Government, Healthcare, Latest News

Four in Morgantown under precautionary coronavirus quarantine

MORGANTOWN — According to the Monongalia County Health Department, there are six individuals — including four in the Morgantown area — under a precautionary 14-day self quarantine in response to the spread of novel coronavirus.

The individuals are not exhibiting the flu-like symptoms associated with the deadly virus, but are exercising an abundance of caution following travel from China or, in one case, work screening passengers arriving from China.

This new virus started in Wuhan, Hubei province, China in late 2019, and has made its way to parts of the U.S. via travelers. Latest numbers indicate the virus has claimed nearly 500 lives and infected just under 24,000 people worldwide.

“Luckily, in the state of West Virginia, we have zero cases,” Monongalia County Health Officer Lee Smith said during Wednesday’s Monongalia County Commission meeting. “We have some individuals who are being observed, looking for signs and symptoms.”

Three individuals have ties to WVU. According to Smith, one is a student, one is from the school of public health and one is a chemical engineer.

WVU Spokesman John Bolt reiterated that measures being taken are purely precautionary.

“No one connected with West Virginia University has a suspected case of the Novel coronavirus,” Bolt explained. “There are, however, three WVU-related individuals who recently traveled to China — although not the epicenter of the virus — who have taken precautions on their own or under medical advice, including self-quarantining for the recommended 14 days, to ensure they do not show symptoms of the virus.”
══════
> _REQUIRED ACTION A_
Answer these questions from the Morgantown quarantine article:
(i) How many days does the precautionary self quarantine last?
(ii) Who is the Monongalia County Health Officer?
(iii) Who is the WVU spokesman?
> _REQUIRED ACTION B_
Rewrite the Morgantown quarantine article from "Three individuals have" to "are purely precautionary.", replacing "chemical engineer" with "civil engineer".
> _REQUIRED ACTION C_
Continue the Morgantown quarantine article from where it stops.
The items that come next have no connection to the Morgantown quarantine article.

> _PROVIDED RECORDS_
══════
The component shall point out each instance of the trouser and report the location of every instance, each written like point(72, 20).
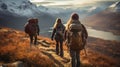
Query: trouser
point(59, 44)
point(33, 37)
point(75, 58)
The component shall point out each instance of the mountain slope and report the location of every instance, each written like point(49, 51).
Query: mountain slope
point(15, 47)
point(107, 20)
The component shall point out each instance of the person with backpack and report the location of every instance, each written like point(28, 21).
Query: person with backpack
point(32, 29)
point(57, 34)
point(75, 35)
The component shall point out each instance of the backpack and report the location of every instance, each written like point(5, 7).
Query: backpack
point(75, 37)
point(60, 30)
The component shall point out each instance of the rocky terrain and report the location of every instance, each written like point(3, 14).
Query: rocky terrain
point(15, 51)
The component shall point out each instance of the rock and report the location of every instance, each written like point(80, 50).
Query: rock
point(15, 64)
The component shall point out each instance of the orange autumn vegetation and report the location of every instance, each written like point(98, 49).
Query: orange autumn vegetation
point(14, 47)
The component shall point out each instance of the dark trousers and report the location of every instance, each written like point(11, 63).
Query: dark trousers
point(59, 45)
point(33, 37)
point(75, 58)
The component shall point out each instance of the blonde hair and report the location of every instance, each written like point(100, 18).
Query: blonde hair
point(57, 22)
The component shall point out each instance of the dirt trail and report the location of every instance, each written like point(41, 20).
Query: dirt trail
point(49, 51)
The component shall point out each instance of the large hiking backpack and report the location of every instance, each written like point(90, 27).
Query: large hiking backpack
point(30, 28)
point(75, 37)
point(60, 30)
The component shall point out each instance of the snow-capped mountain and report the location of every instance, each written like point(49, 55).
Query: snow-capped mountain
point(115, 7)
point(15, 13)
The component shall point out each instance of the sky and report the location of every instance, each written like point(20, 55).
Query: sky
point(66, 2)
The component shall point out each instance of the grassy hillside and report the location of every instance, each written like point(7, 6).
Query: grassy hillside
point(14, 46)
point(105, 20)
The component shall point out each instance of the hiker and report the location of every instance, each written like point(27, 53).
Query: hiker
point(75, 35)
point(57, 34)
point(32, 29)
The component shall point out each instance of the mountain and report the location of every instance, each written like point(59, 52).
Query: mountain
point(107, 20)
point(15, 14)
point(115, 7)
══════
> _ANSWER A_
(i) 14 days
(ii) Lee Smith
(iii) John Bolt

> _ANSWER B_
Three individuals have ties to WVU. According to Smith, one is a student, one is from the school of public health and one is a civil engineer.

WVU Spokesman John Bolt reiterated that measures being taken are purely precautionary.

> _ANSWER C_
A fourth local individual undergoing quarantine is an employee of NIOSH, or the National Institute for Occupational Safety and Health, who worked screening passengers arriving from China.

Smith said the other two individuals under precautionary self quarantine are in Wheeling and recently returned from Hubei province, where they celebrated the Chinese New Year.

According to Smith, the virus is especially dangerous to individuals on the extreme ends of the age spectrum or those dealing with other health issues.

“So far, we haven’t been required to have large numbers, and hopefully, being a little bit off the beaten track, we may dodge the bullet,” Smith said. “But time will answer all those questions.”

Individuals who present with symptoms of upper respiratory illness, including fever of at least 101.4 degrees, a cough and shortness of breath, are asked to avoid emergency rooms, urgent care facilities and physicians office, and should instead reach out to the WVU Medical Access and Referral System at 304-598-6000 or Mon Health Medical Center, at 304-285-3798.